What to work on: What's needed is an exact retyping of the lines from the start of the listing up to and including the line with "<point>192,84</point>", minus any pictures.

Provided data:
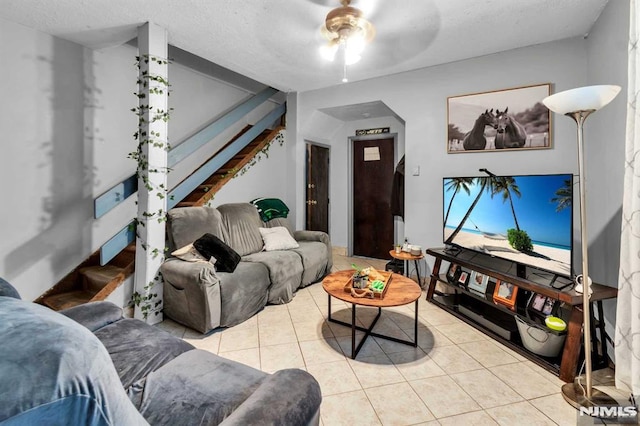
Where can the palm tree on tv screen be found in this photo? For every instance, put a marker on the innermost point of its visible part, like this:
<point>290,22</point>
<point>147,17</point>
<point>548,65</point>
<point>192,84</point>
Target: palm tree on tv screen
<point>483,181</point>
<point>457,184</point>
<point>506,185</point>
<point>564,196</point>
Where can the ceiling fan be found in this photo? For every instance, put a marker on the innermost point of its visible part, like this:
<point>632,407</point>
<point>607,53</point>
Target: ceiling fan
<point>345,28</point>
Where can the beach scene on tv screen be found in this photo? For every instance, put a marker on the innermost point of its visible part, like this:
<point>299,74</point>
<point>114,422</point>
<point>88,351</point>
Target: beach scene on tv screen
<point>526,219</point>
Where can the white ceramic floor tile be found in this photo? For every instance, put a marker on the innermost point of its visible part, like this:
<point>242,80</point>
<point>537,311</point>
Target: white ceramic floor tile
<point>375,371</point>
<point>278,357</point>
<point>335,377</point>
<point>525,380</point>
<point>443,396</point>
<point>453,360</point>
<point>172,327</point>
<point>232,340</point>
<point>277,334</point>
<point>486,389</point>
<point>439,317</point>
<point>368,349</point>
<point>321,351</point>
<point>209,343</point>
<point>476,418</point>
<point>250,357</point>
<point>461,333</point>
<point>557,409</point>
<point>514,414</point>
<point>398,404</point>
<point>416,365</point>
<point>248,323</point>
<point>297,335</point>
<point>429,337</point>
<point>488,353</point>
<point>314,330</point>
<point>348,409</point>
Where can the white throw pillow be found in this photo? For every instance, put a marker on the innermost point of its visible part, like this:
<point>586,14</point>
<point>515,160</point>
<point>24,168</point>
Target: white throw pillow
<point>190,254</point>
<point>277,238</point>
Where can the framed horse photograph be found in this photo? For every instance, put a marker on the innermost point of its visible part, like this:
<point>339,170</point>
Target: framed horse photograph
<point>507,119</point>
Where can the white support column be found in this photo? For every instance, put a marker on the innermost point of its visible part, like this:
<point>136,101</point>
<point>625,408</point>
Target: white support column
<point>152,178</point>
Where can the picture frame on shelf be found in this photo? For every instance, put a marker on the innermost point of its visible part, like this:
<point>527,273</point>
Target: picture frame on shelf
<point>505,294</point>
<point>453,273</point>
<point>542,305</point>
<point>463,278</point>
<point>478,282</point>
<point>499,120</point>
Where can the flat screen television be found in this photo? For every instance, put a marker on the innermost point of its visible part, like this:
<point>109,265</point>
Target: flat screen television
<point>526,219</point>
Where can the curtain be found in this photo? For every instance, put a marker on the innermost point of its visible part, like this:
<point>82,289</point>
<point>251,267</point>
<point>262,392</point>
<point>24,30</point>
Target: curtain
<point>627,335</point>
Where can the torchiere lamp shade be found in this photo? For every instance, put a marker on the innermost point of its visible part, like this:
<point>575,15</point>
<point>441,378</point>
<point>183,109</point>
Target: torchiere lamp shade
<point>589,98</point>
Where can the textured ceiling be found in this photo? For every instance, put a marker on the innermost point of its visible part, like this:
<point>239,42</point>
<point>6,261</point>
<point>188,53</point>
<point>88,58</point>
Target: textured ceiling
<point>276,42</point>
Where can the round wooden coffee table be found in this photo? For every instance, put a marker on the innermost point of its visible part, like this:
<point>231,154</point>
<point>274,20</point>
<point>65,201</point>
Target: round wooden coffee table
<point>401,291</point>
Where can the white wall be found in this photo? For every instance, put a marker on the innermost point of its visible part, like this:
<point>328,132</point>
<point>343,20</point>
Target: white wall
<point>419,98</point>
<point>45,165</point>
<point>67,129</point>
<point>604,149</point>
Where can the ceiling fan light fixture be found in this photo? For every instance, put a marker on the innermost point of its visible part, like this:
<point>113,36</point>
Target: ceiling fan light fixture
<point>328,51</point>
<point>345,27</point>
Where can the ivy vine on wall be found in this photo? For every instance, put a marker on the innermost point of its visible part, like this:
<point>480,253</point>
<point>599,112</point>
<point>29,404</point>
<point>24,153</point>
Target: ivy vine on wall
<point>154,84</point>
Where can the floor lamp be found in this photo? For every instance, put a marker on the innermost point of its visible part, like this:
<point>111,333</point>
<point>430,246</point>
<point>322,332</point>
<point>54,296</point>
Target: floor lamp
<point>579,104</point>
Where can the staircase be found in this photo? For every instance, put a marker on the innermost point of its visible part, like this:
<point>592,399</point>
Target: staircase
<point>205,192</point>
<point>92,282</point>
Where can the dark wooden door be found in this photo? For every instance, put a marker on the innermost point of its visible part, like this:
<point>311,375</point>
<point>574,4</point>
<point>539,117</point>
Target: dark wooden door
<point>317,188</point>
<point>372,180</point>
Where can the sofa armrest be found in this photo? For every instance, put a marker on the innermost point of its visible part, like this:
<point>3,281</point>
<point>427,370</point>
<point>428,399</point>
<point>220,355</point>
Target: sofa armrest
<point>323,237</point>
<point>191,294</point>
<point>94,315</point>
<point>287,397</point>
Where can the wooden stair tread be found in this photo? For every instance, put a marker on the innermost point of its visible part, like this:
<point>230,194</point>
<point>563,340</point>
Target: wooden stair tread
<point>68,299</point>
<point>90,281</point>
<point>97,277</point>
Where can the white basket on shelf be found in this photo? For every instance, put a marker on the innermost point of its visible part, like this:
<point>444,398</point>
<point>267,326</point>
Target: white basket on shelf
<point>539,339</point>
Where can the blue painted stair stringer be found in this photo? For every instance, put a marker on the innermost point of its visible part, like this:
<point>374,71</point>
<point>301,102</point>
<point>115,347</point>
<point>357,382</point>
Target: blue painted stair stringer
<point>120,192</point>
<point>127,235</point>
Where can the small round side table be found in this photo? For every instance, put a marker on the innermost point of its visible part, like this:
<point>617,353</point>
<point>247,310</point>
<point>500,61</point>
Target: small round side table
<point>406,257</point>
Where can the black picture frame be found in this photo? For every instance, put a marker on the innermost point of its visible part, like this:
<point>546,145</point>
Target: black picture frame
<point>478,282</point>
<point>453,273</point>
<point>463,278</point>
<point>542,305</point>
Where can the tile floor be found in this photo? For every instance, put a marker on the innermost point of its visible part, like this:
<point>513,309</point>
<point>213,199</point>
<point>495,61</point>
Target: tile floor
<point>456,376</point>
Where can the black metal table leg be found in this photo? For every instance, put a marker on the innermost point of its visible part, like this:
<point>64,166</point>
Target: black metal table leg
<point>369,330</point>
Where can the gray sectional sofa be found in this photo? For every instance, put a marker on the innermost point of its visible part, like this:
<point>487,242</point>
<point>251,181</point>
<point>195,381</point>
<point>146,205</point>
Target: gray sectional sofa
<point>88,365</point>
<point>198,296</point>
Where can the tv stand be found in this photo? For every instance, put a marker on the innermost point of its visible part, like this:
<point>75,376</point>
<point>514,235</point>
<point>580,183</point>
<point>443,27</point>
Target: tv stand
<point>487,317</point>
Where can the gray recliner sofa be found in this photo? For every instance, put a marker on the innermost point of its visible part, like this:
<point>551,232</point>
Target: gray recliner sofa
<point>198,296</point>
<point>88,365</point>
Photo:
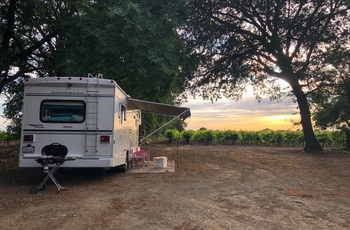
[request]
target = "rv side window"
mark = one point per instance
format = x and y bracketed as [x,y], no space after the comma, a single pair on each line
[60,111]
[122,116]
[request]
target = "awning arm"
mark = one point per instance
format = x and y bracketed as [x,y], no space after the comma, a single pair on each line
[178,116]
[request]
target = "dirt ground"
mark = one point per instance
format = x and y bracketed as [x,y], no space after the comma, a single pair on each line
[213,187]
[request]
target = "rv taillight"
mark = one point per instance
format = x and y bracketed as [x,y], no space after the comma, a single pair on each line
[105,138]
[28,137]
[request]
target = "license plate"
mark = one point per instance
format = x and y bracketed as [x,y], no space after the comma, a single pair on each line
[28,149]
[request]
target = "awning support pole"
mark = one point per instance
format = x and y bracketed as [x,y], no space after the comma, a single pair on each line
[142,140]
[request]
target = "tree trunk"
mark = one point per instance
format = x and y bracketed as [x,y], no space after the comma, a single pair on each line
[311,143]
[347,133]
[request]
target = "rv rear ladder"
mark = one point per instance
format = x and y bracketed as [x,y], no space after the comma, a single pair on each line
[92,101]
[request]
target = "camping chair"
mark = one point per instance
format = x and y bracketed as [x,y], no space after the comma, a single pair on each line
[55,154]
[141,156]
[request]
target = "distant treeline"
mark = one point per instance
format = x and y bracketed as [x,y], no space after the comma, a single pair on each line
[264,137]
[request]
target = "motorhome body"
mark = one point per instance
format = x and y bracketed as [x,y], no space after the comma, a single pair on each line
[93,117]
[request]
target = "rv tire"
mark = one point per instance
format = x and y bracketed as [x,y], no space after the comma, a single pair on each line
[34,189]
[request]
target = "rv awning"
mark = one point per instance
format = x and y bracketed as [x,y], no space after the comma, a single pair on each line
[159,108]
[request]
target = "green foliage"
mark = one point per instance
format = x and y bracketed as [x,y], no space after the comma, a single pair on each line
[331,100]
[264,137]
[13,106]
[204,136]
[233,43]
[133,42]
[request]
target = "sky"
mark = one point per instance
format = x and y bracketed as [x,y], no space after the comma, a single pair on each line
[2,120]
[247,114]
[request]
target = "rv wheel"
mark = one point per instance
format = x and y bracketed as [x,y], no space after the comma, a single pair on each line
[34,189]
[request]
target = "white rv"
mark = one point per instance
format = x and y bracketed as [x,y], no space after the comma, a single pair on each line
[93,117]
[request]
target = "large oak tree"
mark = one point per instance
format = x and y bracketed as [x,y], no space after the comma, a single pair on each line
[234,42]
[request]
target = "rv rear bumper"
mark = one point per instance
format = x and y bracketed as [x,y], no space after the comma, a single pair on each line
[77,163]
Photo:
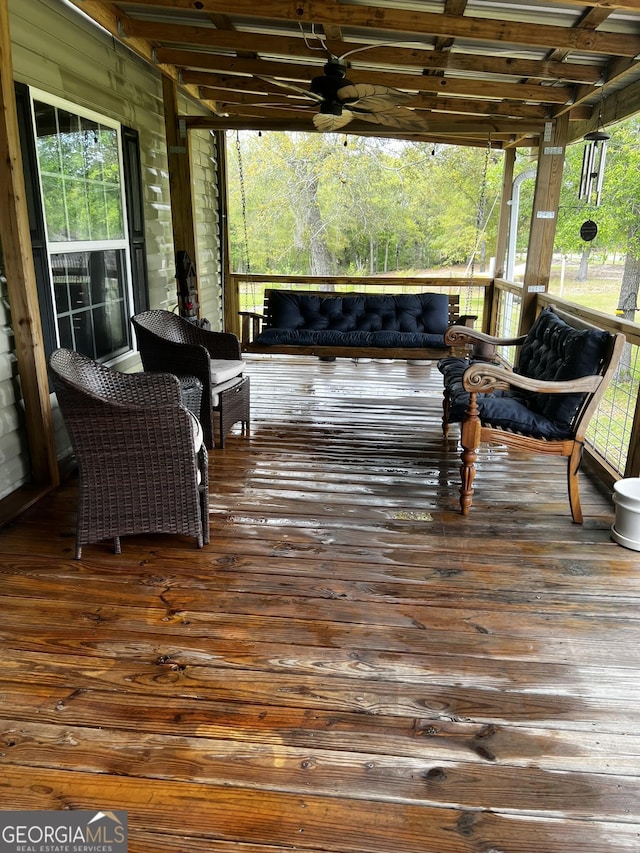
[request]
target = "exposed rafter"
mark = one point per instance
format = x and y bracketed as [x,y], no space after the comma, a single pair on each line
[464,70]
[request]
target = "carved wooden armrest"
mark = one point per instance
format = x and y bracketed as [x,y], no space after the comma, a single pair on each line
[460,335]
[466,320]
[478,344]
[485,378]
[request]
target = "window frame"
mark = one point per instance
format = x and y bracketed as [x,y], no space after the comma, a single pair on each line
[134,242]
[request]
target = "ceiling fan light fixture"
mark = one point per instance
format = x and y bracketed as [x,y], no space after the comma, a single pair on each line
[593,161]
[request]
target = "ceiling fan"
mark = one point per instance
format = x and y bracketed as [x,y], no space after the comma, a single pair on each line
[340,101]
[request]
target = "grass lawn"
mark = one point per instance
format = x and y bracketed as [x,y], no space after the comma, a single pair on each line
[599,292]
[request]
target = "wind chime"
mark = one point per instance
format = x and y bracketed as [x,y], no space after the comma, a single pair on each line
[592,173]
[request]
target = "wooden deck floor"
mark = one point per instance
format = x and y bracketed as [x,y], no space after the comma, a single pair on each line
[350,666]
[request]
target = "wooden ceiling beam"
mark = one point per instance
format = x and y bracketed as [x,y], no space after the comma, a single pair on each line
[213,88]
[412,82]
[426,58]
[439,132]
[208,5]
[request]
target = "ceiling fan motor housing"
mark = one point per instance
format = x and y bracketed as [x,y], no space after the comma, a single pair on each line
[327,85]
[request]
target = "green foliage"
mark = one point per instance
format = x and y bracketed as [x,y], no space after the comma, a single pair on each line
[362,207]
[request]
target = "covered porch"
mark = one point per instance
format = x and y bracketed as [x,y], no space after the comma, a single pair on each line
[350,665]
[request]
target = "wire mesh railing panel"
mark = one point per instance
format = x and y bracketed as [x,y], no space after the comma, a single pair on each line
[610,430]
[508,319]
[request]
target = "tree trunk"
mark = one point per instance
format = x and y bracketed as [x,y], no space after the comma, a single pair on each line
[628,297]
[583,270]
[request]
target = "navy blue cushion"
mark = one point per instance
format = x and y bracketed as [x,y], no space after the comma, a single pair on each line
[416,313]
[555,351]
[357,338]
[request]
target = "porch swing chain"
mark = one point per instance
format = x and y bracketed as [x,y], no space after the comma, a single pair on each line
[243,197]
[482,203]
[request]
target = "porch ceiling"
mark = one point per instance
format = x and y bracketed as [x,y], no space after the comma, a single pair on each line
[471,67]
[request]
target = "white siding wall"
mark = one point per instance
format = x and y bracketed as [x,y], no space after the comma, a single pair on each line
[205,204]
[58,51]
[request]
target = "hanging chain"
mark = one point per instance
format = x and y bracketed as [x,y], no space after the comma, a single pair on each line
[243,197]
[482,204]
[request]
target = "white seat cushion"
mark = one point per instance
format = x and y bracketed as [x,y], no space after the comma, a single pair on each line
[223,369]
[215,392]
[198,435]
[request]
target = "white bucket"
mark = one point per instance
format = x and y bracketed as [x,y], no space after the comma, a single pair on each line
[626,528]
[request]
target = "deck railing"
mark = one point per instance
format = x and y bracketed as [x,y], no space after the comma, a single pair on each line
[614,433]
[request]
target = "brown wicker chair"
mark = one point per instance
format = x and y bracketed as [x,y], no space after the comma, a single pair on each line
[143,467]
[170,344]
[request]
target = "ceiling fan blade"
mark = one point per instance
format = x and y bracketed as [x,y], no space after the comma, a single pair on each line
[372,97]
[291,87]
[401,118]
[326,122]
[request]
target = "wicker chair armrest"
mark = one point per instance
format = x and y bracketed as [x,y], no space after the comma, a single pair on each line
[217,344]
[489,377]
[461,335]
[165,356]
[147,390]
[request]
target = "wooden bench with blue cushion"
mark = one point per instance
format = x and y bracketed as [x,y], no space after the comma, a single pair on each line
[544,404]
[332,324]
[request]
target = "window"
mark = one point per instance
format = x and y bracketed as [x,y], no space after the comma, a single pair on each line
[85,229]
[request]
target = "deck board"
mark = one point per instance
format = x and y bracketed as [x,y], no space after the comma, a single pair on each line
[350,665]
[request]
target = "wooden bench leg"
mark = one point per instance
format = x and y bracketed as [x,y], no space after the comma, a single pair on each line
[470,440]
[573,466]
[446,411]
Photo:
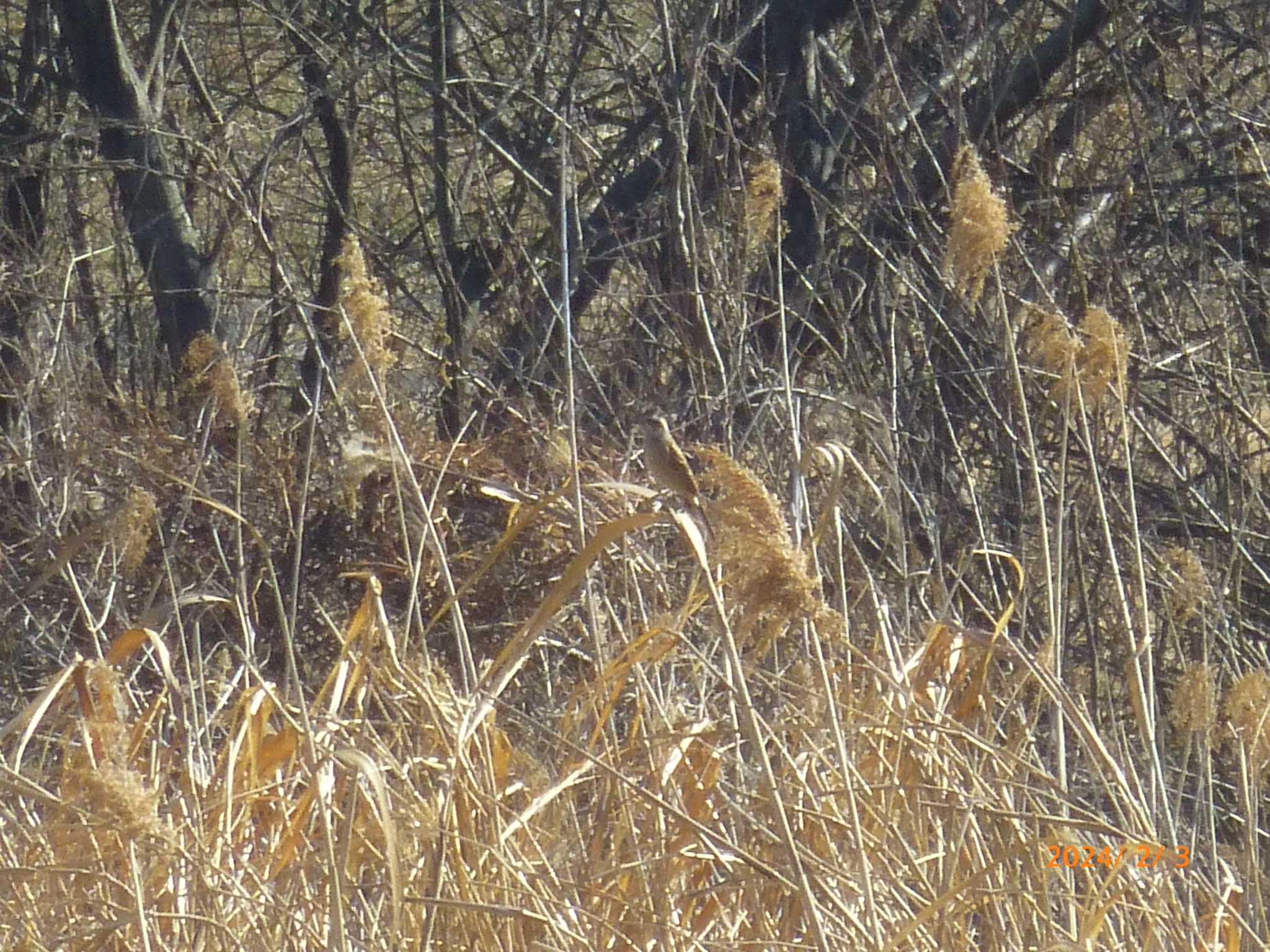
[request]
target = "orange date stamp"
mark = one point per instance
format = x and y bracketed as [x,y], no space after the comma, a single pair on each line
[1145,856]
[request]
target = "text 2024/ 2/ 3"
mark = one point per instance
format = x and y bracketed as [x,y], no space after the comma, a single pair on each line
[1148,856]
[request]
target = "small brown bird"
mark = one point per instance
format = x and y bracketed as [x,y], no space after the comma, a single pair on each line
[666,464]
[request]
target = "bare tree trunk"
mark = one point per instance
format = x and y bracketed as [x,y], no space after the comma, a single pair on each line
[162,231]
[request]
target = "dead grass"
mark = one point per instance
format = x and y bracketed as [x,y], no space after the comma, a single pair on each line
[155,804]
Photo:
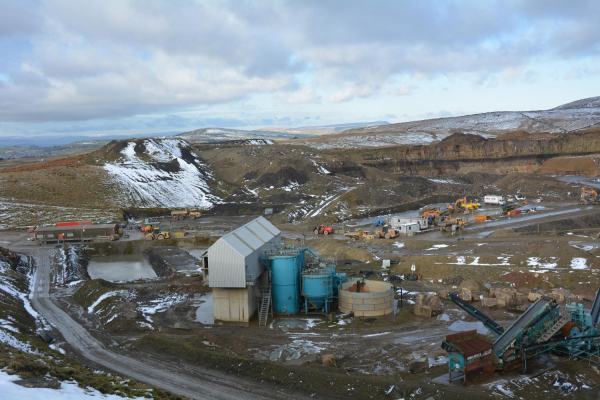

Exercise answer:
Where can the palm tree on tv screen be found in this photo? For every instance, put a marker on the innermost point of its visible part, like this:
<point>290,22</point>
<point>147,17</point>
<point>548,65</point>
<point>192,84</point>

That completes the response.